--- WORK REQUEST ---
Go through the records underneath and count the lines that include the string "provided". Give nothing but the number.

[Items from a data source]
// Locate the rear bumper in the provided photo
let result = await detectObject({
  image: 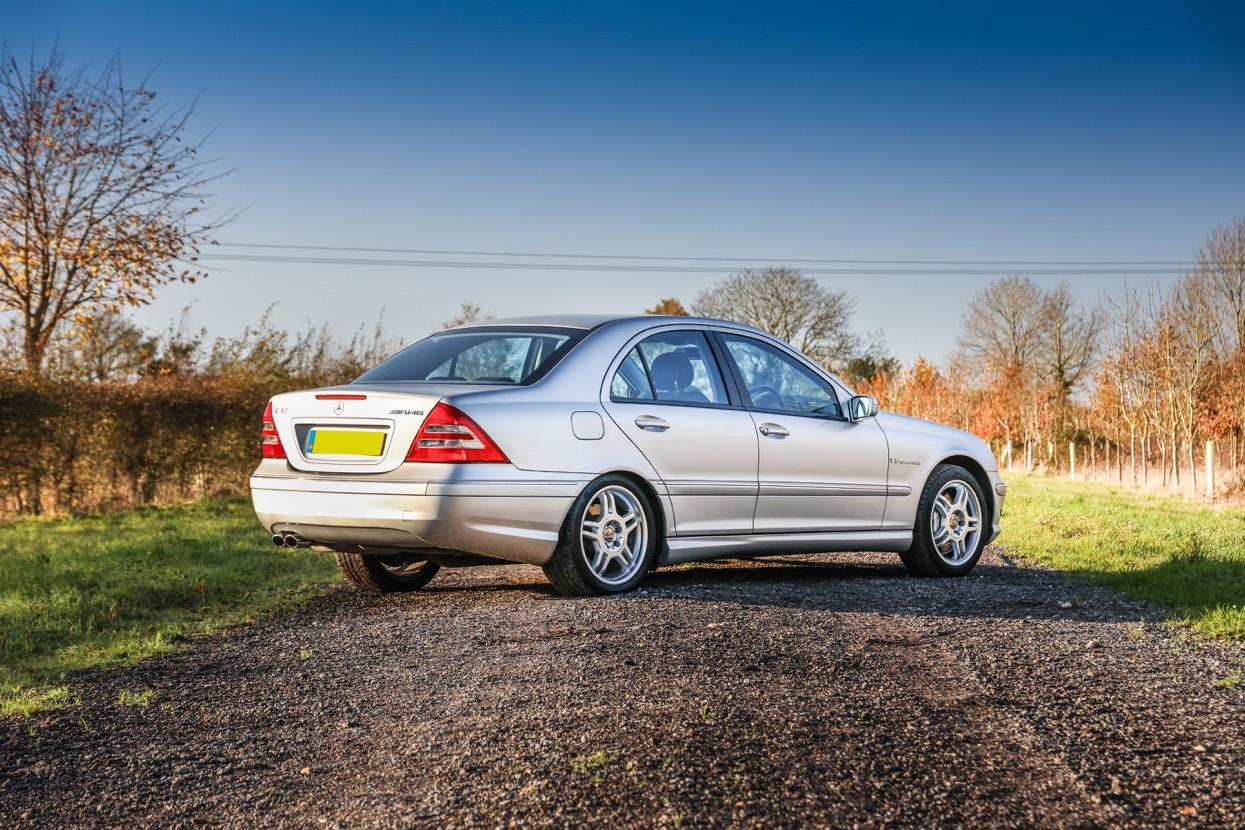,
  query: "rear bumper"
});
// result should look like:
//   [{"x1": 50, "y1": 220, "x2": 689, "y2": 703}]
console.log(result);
[{"x1": 249, "y1": 473, "x2": 582, "y2": 565}]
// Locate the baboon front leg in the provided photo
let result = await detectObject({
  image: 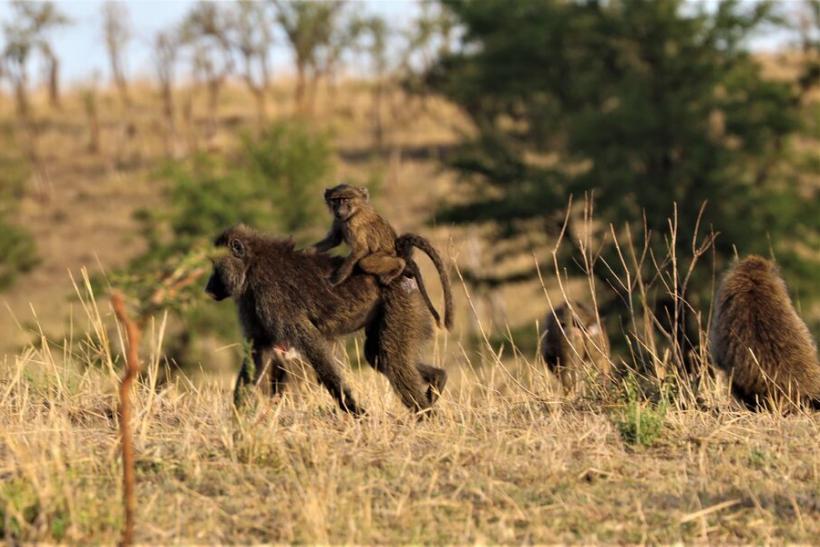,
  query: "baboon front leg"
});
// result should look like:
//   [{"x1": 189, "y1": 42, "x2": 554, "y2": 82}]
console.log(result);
[
  {"x1": 233, "y1": 341, "x2": 288, "y2": 406},
  {"x1": 255, "y1": 345, "x2": 289, "y2": 397},
  {"x1": 312, "y1": 226, "x2": 343, "y2": 253},
  {"x1": 299, "y1": 331, "x2": 364, "y2": 415}
]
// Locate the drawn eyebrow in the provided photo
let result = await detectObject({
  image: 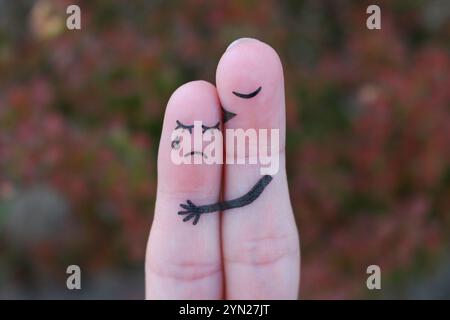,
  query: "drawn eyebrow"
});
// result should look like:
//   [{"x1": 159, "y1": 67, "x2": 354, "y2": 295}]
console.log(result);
[{"x1": 232, "y1": 86, "x2": 262, "y2": 99}]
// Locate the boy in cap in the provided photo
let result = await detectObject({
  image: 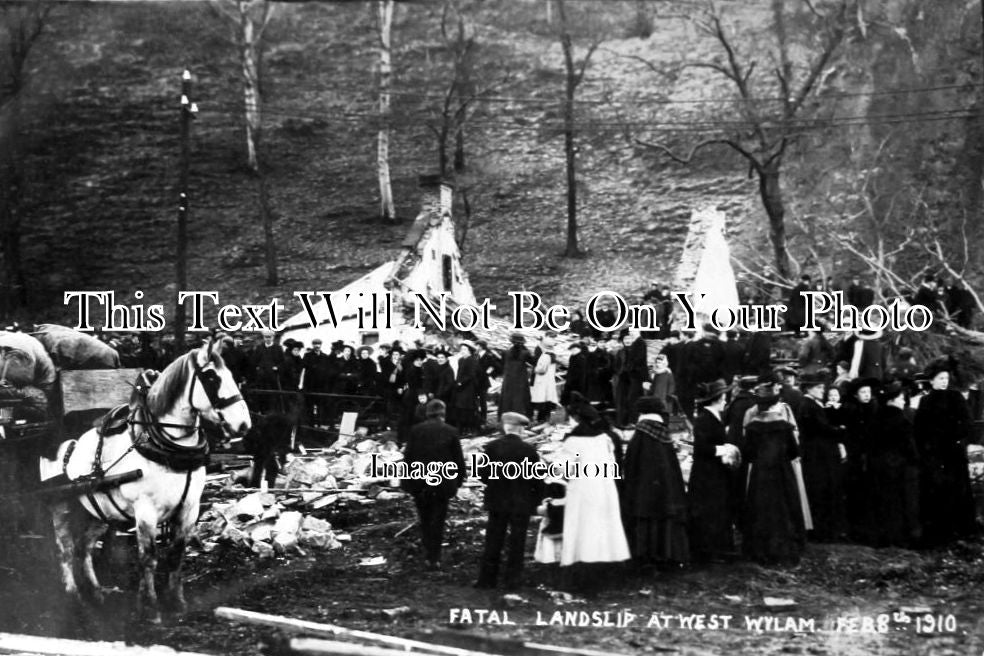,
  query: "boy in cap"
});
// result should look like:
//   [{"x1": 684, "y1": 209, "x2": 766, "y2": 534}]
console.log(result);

--- SOLVED EXERCISE ---
4